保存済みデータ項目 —
◇ ◇ ◇ ◇

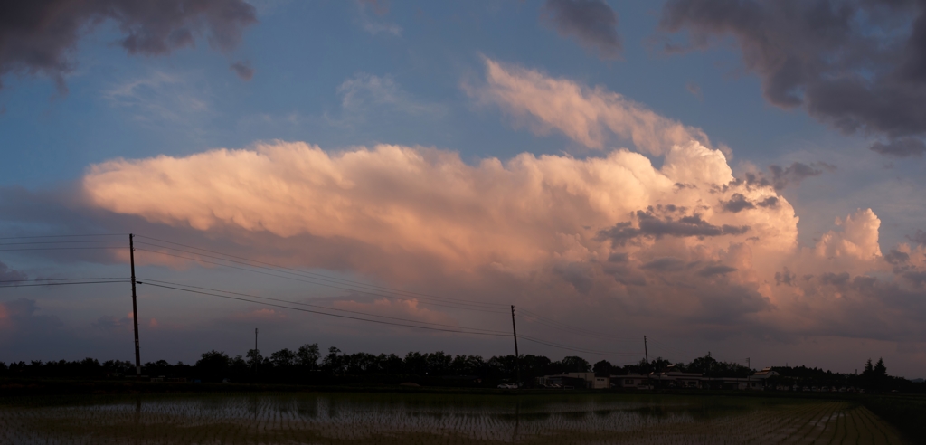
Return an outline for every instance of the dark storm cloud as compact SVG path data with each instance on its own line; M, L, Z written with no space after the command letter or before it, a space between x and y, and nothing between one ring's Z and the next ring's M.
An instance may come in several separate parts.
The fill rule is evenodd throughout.
M675 257L665 257L645 262L640 269L656 272L678 272L685 268L686 262Z
M778 197L767 197L765 199L762 199L761 201L757 202L756 205L758 206L758 207L764 207L764 208L775 207L775 206L778 205Z
M697 213L675 220L670 216L660 218L653 214L652 210L649 210L646 211L637 210L634 216L638 227L633 227L630 222L618 222L614 227L598 232L598 239L609 239L614 246L623 246L628 241L642 236L657 239L663 236L705 238L723 235L743 235L749 230L748 225L714 225L702 220L701 215Z
M795 286L797 284L797 275L792 273L787 267L782 272L775 273L775 286Z
M824 171L832 172L834 170L836 170L835 165L826 162L810 162L809 164L792 162L788 167L771 164L769 166L769 172L771 173L770 177L767 177L762 173L747 172L745 174L745 182L746 184L756 185L771 185L775 187L775 190L783 190L790 184L800 184L801 181L807 178L820 176L823 174ZM778 199L775 198L773 201L759 205L762 207L774 207L777 203Z
M922 287L926 285L926 272L923 271L907 271L901 274L904 278L907 279L910 284L917 287Z
M701 276L714 276L714 275L723 275L730 273L731 272L736 272L735 267L724 266L723 264L718 264L713 266L707 266L701 269L697 274Z
M910 256L906 252L892 248L884 255L884 261L894 265L900 265L910 261Z
M244 82L254 79L254 69L251 68L251 62L239 60L230 65L229 70L237 74Z
M887 144L876 142L870 146L871 151L896 158L907 156L923 156L926 153L926 143L913 137L895 139Z
M738 213L749 209L756 209L756 205L746 199L746 197L743 196L742 193L734 193L729 201L721 201L721 203L723 204L724 210L732 211L733 213Z
M119 44L130 55L162 56L192 46L202 36L213 48L228 52L257 16L244 0L3 1L0 76L44 74L65 91L64 76L74 68L70 56L77 42L108 20L118 25Z
M620 57L618 14L601 0L547 0L542 19L559 35L575 37L597 51L601 58Z
M926 134L921 0L669 0L660 29L687 32L669 52L732 36L778 107L804 107L847 134Z

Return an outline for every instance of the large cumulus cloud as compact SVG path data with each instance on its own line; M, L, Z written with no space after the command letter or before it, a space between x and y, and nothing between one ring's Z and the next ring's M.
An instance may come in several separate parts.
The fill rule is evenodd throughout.
M812 246L798 243L798 216L779 189L822 166L736 178L696 128L602 88L486 67L485 82L467 87L473 97L603 151L468 163L434 147L269 141L95 164L74 200L94 218L166 227L193 240L183 242L229 239L210 248L602 330L912 343L926 334L917 323L926 315L922 246L884 254L881 221L868 209L833 215ZM609 149L619 139L635 150ZM339 304L494 323L444 318L424 301L415 304L434 312L346 299L355 301Z

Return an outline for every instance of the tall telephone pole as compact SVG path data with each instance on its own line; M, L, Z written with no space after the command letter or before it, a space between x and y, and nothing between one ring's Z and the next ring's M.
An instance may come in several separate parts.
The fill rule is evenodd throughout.
M646 336L643 336L643 353L646 357L646 367L649 367L649 350L646 349Z
M129 234L129 260L131 264L131 320L135 324L135 378L142 378L142 353L138 349L138 293L135 291L135 235Z
M520 388L520 358L518 354L518 328L515 327L515 305L511 305L511 333L515 337L515 373L518 380L515 386Z

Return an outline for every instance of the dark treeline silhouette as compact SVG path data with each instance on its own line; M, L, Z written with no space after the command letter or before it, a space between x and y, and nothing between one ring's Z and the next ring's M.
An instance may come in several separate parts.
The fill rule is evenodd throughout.
M517 363L517 364L516 364ZM164 360L143 366L147 378L185 379L201 382L282 383L282 384L394 384L414 382L432 386L486 387L500 382L513 382L519 365L521 382L531 387L535 377L568 373L594 372L597 375L647 375L667 371L700 374L708 377L746 377L755 373L740 363L721 362L708 352L688 363L657 357L649 362L622 366L602 360L594 364L578 356L553 361L541 355L504 355L484 359L479 355L452 355L444 351L410 351L404 357L396 354L374 355L367 352L343 353L332 347L326 353L318 344L306 344L295 350L282 349L264 356L250 350L244 356L225 352L204 352L195 363L171 364ZM818 368L774 367L780 375L772 377L775 386L813 386L857 388L870 390L898 389L919 392L919 387L901 377L887 375L883 361L872 364L869 360L861 375L838 374ZM129 361L96 359L82 361L13 362L0 362L0 376L56 379L132 378L134 363Z
M861 374L841 374L807 366L775 366L771 368L780 375L772 377L773 385L798 388L856 388L869 391L923 392L922 383L914 383L903 377L889 375L883 359L875 363L869 359Z

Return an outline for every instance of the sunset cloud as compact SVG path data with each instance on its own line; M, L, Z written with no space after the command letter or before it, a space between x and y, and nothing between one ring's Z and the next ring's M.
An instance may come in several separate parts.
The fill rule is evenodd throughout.
M601 88L486 63L487 86L473 94L592 147L605 148L607 132L627 135L661 166L628 149L467 163L433 147L271 141L95 164L81 193L92 208L148 223L239 245L260 236L252 248L277 249L293 265L466 289L566 319L578 311L588 323L660 323L721 337L852 337L875 313L866 332L878 338L926 333L914 323L926 315L918 303L926 269L913 259L923 248L883 257L871 210L837 218L813 246L798 243L782 183L820 174L823 164L771 169L768 181L736 178L698 130ZM457 320L388 299L337 304Z
M627 140L652 155L663 155L692 141L710 146L700 129L659 116L618 93L490 58L484 62L485 84L468 85L467 92L483 103L497 105L538 134L556 130L599 150Z

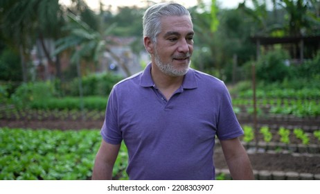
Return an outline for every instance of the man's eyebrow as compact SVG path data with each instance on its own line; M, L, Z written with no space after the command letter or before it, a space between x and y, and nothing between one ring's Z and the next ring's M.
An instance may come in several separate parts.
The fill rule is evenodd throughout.
M190 31L189 32L187 35L193 35L195 34L195 33L193 31ZM176 31L169 31L169 32L167 32L166 34L164 34L163 37L168 37L168 36L170 36L170 35L176 35L176 36L180 36L181 34L178 32L176 32Z

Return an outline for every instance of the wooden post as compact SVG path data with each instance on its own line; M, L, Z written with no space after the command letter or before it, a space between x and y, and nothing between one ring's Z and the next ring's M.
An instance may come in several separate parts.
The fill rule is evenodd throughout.
M252 94L254 103L254 130L256 141L256 152L258 151L258 129L257 129L257 102L256 96L256 64L252 64Z

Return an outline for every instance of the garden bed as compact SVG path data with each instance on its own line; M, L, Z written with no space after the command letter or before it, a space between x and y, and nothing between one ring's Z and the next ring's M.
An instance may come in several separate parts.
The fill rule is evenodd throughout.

◇ ◇ ◇ ◇

「Return an outline for every instance of the wooden」を含む行から「M252 94L254 103L254」を含む行までを、一字一句変えずにそのまま書き写してください。

解答例 —
Return an outline for every instance of the wooden post as compact SVG path data with each instance on its own line; M, L, Z written with no space after the command letter or before it, a space between x and y, and nothing between one ring's Z and the next ring's M.
An instance may come in several separate parts.
The fill rule is evenodd throughout.
M252 94L254 103L254 130L256 141L256 152L258 151L258 129L257 129L257 102L256 96L256 64L252 64Z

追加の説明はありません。